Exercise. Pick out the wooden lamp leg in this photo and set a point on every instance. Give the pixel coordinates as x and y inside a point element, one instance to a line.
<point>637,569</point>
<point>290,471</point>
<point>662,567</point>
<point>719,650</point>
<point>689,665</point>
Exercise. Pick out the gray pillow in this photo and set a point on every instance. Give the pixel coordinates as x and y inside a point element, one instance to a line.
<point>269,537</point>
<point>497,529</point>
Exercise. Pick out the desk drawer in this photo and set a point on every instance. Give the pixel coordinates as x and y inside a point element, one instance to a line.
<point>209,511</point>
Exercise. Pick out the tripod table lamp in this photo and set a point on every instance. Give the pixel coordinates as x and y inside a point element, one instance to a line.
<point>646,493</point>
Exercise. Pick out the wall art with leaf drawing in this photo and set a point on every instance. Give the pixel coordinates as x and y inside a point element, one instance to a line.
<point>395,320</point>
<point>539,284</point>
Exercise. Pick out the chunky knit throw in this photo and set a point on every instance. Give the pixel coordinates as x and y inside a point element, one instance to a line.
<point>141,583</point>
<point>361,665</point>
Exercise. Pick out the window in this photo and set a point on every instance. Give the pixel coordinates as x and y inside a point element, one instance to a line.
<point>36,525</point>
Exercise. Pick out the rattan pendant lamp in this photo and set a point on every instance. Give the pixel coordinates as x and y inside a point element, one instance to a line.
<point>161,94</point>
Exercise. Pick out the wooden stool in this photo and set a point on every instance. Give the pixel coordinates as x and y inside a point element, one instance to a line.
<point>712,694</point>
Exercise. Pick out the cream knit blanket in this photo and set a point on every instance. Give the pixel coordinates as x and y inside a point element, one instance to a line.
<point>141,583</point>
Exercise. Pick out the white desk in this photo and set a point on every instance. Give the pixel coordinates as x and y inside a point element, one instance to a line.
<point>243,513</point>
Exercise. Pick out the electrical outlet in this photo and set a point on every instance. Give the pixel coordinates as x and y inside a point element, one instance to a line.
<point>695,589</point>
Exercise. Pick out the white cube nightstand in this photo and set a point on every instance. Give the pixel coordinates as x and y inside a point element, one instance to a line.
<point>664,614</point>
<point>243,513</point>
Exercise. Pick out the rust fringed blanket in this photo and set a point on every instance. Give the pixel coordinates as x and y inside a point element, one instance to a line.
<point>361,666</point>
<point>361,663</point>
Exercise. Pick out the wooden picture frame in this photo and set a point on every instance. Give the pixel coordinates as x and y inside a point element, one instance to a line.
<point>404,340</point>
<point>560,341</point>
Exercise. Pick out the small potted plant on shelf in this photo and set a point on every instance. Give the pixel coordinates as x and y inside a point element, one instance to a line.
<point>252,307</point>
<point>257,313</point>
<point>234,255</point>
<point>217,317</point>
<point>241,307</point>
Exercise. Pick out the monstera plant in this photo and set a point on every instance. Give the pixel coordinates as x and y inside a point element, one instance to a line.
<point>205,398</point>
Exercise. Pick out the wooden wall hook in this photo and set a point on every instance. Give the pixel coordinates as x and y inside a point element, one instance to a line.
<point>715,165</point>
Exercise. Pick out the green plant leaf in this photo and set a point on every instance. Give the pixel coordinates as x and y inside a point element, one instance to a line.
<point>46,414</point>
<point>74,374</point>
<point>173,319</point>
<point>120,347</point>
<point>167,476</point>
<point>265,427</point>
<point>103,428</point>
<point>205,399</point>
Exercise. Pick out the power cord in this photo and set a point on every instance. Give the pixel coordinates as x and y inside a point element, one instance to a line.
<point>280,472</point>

::::::::::

Set down everything from the start of the entries down to the line containing "<point>209,511</point>", both ends included, reproducing each line verbatim.

Exercise. Pick out the wooden lamp leg in this photo and set a point on every instance. Give the pixel coordinates as x and y inside a point element, one instance to a line.
<point>637,569</point>
<point>290,471</point>
<point>662,567</point>
<point>719,650</point>
<point>689,665</point>
Exercise. Pick out the gray pillow in this photo and set a point on every instance. Give the pixel coordinates as x and y inside a point element, one instance to a line.
<point>269,537</point>
<point>497,529</point>
Exercise. Pick out the desk drawer in this photo and set a point on every instance. Give the pixel coordinates as x and y inside a point element, one instance to a line.
<point>209,511</point>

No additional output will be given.